In Italia è, da anni, attiva la Campagna Stop Ttip Italia, secondo la quale il Trattato farebbe solo gli interessi delle multinazionali e lobby agroindustriali, a tutto danno dei lavoratori, delle piccole aziende e dei consumatori, costringendo gli europei, tra l’altro, a importare cibi di scarsa qualità e ad abbassare gli standard di tutela della salute.
La Coldiretti afferma: “no al falso Made in Italy”; la Coldiretti è preoccupata soprattutto che il falso Made in Italy prodotto negli Usa, arrivi sulle tavole degli italiani.
Il timore maggiore riguarda la tutela dei vini italiani, che potrebbero essere sostituiti da falsi Chianti o Marsala prodotti in California. Negli Usa, soprattutto attraverso la rete, è infatti possibile acquistare pseudo-vino ottenuto da polveri miracolose, i cosiddetti wine kit, che promettono di ottenere in pochi giorni vini prestigiosi come Barolo, Gewurztraminer, Lambrusco, Montepulciano.
Anche prodotti come i pomodori San Marzano, l’olio d’oliva, i salumi e i formaggi potrebbero essere facilmente taroccati.
Recentemente, a prendere una posizione netta sul Ttip è stata la Francia: “Allo stato attuale la Francia dice no all’accordo, perché non siamo per un libero scambio senza regole”, ha dichiarato senza mezze misure il presidente François Hollande.
________________
» **Lavoro richiesto**:
A) Risponda alle seguenti domande sull'estratto:
(i) Secondo la Campagna Stop Ttip Italia, gli interessi di chi farebbe il Trattato?
(ii) Quali vini italiani, stando all'estratto, potrebbero essere sostituiti da falsi prodotti in California?
(iii) Chi ha dichiarato il no della Francia all'accordo?
B) Riassuma l'estratto in due frasi.
C) Trascriva alla lettera il passo dell'estratto che inizia con "In Italia è, da" e prosegue fino a "tutela della salute.".
I record che seguono non sono necessari.
________________
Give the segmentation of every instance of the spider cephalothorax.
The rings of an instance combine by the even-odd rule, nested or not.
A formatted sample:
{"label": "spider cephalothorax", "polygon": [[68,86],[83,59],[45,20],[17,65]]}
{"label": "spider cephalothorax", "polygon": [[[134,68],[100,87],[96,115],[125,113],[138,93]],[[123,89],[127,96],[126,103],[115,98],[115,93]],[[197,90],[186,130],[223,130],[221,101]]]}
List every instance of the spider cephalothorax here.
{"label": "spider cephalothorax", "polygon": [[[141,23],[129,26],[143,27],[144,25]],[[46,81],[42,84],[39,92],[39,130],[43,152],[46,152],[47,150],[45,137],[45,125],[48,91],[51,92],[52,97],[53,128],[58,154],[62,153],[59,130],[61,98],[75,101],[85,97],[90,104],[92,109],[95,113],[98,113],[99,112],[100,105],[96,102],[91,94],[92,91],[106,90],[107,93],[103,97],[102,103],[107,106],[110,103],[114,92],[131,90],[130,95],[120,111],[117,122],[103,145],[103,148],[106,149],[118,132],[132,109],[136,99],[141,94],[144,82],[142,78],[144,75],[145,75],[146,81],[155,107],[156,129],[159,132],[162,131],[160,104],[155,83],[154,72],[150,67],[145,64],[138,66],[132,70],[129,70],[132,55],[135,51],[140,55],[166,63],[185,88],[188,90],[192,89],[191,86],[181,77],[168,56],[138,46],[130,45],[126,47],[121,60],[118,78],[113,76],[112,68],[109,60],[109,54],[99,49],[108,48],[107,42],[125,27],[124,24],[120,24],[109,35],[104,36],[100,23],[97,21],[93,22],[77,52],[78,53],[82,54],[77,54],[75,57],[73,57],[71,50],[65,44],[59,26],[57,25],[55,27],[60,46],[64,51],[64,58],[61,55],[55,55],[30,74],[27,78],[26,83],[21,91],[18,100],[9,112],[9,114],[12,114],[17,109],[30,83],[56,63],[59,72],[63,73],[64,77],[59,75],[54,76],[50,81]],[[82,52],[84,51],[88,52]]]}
________________
» **Soluzioni proposte**:
A)
(i) Gli interessi delle multinazionali e delle lobby agroindustriali.
(ii) Il Chianti e il Marsala.
(iii) Il presidente François Hollande.

B) Secondo la Campagna Stop Ttip Italia, il Trattato favorirebbe multinazionali e lobby agroindustriali a danno di lavoratori, piccole aziende e consumatori, mentre la Coldiretti teme che il falso Made in Italy prodotto negli Usa arrivi sulle tavole degli italiani, a cominciare dai vini. Anche la Francia, per voce del presidente François Hollande, ha detto no all'accordo, dichiarandosi contraria a un libero scambio senza regole.

C)
In Italia è, da anni, attiva la Campagna Stop Ttip Italia, secondo la quale il Trattato farebbe solo gli interessi delle multinazionali e lobby agroindustriali, a tutto danno dei lavoratori, delle piccole aziende e dei consumatori, costringendo gli europei, tra l’altro, a importare cibi di scarsa qualità e ad abbassare gli standard di tutela della salute.